• **EXERCISE REQUIREMENTS**
Copy the following rows verbatim, from the line containing "front leg listed here." to the line containing "[(299, 199), (376, 239), (332, 325)]", including both of those lines.

——

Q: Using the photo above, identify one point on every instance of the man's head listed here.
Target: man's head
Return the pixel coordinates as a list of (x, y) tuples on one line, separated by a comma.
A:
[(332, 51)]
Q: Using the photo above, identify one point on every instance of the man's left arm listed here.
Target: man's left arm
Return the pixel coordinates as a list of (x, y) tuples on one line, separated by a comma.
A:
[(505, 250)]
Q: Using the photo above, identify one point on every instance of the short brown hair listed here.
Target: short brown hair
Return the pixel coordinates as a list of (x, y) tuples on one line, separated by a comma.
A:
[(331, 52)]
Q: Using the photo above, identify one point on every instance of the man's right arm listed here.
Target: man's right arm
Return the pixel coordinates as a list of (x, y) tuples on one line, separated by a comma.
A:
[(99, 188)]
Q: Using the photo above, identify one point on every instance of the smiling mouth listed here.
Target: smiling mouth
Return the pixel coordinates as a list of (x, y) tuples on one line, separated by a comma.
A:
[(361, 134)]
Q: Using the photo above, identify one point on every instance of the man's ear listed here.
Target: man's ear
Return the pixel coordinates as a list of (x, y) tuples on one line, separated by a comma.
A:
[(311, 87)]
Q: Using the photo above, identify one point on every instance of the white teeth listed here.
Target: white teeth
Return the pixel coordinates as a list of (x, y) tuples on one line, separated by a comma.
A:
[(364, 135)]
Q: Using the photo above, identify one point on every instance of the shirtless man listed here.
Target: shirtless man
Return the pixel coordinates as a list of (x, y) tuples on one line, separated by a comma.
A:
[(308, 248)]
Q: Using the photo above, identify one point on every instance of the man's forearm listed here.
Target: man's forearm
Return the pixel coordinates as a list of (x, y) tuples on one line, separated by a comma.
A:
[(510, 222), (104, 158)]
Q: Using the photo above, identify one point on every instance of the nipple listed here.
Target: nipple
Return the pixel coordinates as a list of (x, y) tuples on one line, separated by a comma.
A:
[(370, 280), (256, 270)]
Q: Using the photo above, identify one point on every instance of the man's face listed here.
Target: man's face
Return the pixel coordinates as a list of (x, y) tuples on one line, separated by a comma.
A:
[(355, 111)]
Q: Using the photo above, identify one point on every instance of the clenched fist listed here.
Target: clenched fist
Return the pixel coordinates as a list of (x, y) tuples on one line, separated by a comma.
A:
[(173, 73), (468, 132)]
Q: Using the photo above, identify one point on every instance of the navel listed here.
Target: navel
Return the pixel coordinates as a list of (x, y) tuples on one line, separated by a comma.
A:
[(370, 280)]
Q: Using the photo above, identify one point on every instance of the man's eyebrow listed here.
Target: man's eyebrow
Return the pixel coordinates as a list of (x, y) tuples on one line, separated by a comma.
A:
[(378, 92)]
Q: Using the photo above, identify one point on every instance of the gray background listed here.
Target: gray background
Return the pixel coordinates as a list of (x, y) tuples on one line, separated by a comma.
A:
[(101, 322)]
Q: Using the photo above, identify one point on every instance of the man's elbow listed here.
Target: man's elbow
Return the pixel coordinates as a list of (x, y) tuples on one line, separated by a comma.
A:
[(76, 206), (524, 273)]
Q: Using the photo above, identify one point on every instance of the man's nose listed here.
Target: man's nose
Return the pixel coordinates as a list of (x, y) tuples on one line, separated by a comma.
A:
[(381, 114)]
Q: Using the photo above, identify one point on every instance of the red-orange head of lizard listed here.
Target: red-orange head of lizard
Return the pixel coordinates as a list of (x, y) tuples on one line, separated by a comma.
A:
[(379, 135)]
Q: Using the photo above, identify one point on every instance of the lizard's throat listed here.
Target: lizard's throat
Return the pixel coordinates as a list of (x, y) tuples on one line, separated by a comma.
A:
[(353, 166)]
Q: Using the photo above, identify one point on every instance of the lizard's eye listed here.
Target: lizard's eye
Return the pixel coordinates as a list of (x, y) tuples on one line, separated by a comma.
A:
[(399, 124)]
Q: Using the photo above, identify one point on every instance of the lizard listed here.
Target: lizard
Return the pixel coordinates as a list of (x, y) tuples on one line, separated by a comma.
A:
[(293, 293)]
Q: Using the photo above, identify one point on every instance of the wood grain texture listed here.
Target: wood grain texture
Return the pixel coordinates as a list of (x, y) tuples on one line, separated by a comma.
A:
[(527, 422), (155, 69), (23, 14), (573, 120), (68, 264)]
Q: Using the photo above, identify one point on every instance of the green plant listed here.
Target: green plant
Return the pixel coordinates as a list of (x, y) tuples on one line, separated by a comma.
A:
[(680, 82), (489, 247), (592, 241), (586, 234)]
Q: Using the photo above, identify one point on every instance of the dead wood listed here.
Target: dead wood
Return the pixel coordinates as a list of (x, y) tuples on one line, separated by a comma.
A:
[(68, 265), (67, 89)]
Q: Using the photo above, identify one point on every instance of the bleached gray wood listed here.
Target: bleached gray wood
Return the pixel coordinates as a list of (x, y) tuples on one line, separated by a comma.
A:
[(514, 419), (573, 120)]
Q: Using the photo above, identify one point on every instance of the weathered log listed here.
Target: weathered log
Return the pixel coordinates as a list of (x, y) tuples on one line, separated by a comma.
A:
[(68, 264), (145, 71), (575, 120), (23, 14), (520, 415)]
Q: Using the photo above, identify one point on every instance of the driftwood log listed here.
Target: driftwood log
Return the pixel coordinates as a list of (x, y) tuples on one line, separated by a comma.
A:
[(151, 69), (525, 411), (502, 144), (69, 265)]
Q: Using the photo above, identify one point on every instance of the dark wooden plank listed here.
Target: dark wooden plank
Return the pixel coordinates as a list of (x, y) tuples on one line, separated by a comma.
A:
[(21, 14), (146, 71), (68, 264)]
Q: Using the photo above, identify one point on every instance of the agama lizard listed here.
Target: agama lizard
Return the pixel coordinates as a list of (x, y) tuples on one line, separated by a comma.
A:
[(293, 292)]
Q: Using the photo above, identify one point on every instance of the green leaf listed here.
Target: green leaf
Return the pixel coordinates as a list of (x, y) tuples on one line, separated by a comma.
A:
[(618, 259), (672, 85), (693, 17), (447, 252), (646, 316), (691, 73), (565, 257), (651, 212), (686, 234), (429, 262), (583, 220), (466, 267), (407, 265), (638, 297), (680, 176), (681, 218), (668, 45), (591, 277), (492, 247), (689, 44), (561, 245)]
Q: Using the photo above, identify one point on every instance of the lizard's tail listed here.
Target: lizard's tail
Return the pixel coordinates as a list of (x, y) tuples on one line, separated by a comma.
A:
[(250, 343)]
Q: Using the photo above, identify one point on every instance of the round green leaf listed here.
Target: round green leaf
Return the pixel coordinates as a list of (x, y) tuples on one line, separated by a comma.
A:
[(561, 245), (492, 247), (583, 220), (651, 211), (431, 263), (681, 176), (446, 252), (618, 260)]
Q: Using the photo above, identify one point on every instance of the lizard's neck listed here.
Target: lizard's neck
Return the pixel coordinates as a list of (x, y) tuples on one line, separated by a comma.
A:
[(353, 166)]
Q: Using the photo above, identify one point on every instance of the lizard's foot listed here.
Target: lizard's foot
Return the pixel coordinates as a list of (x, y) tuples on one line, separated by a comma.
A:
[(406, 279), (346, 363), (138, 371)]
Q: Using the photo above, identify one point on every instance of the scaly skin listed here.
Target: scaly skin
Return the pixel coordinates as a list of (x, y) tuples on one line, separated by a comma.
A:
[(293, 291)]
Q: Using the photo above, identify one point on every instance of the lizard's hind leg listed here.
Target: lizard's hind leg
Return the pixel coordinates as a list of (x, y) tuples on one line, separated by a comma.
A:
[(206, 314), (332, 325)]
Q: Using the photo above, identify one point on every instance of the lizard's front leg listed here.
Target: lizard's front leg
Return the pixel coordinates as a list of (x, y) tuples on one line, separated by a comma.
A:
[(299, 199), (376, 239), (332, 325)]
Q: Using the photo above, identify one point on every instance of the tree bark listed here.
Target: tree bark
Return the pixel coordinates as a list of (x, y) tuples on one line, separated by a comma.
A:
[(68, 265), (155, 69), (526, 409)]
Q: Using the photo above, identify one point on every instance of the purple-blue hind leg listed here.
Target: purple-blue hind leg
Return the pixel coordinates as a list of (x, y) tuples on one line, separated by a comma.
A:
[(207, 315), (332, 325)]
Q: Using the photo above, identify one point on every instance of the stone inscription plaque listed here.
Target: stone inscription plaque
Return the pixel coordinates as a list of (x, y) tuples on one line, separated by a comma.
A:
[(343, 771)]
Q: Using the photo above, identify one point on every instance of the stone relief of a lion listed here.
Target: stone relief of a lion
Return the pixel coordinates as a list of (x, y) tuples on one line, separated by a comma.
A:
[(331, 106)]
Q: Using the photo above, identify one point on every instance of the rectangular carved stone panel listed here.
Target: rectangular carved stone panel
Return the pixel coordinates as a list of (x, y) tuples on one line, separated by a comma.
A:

——

• **PROBLEM SOLUTION**
Q: Using the photo above, identify one point on every instance of the lizard's front leg listed here.
Target: lizard's front leg
Return the pixel coordinates as a list of (x, y) tuples on one line, separated by a comma.
A:
[(299, 199), (376, 239), (332, 325)]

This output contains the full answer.